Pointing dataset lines
* * * *

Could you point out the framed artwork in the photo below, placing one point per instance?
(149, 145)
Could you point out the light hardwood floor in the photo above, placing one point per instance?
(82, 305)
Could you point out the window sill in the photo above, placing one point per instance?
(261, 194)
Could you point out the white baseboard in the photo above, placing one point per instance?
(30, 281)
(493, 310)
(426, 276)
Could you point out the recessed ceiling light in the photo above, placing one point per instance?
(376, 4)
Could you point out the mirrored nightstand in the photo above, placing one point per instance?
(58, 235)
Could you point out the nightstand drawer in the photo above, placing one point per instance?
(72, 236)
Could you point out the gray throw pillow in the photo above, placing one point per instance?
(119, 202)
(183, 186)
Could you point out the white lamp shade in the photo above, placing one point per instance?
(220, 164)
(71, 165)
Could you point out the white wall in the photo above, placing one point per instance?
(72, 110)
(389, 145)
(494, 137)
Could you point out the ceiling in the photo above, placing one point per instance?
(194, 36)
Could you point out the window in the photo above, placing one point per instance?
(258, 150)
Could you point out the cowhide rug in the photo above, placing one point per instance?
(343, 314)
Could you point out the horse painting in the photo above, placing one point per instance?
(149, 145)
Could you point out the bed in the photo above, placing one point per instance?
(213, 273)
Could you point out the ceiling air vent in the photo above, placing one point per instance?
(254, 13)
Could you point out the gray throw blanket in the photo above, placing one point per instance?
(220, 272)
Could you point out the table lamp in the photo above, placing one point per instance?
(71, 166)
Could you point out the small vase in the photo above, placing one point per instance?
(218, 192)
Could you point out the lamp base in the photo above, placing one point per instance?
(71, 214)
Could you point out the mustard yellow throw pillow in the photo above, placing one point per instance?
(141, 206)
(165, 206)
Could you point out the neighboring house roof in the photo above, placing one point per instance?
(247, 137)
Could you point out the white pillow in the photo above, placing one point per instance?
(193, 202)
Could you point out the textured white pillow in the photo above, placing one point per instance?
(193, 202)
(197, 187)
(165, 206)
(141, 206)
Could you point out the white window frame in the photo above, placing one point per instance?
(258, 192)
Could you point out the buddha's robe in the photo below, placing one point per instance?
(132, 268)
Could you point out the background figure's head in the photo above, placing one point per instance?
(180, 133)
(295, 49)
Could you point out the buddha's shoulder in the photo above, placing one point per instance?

* * * *

→ **PROBLEM REQUIREMENTS**: Would you copy out, word for word, the lines from the one containing "Could you point out the white pillow" through the last line above?

→ **TASK ANSWER**:
Could you point out the white pillow in the photo above, placing one point per instance?
(193, 202)
Could you point out the textured white pillow in the photo above, placing one point per instance?
(193, 202)
(197, 187)
(165, 206)
(141, 206)
Could you point out the white window frame in the photo above, placing one point per instance?
(258, 192)
Could you point out the buddha's robe in the photo below, placing one point per instance?
(132, 268)
Could you point out the background figure's head in the photo above, placing one point per instance?
(180, 133)
(295, 49)
Could you point out the buddha's shoulder in the photo above, placing one point per instance?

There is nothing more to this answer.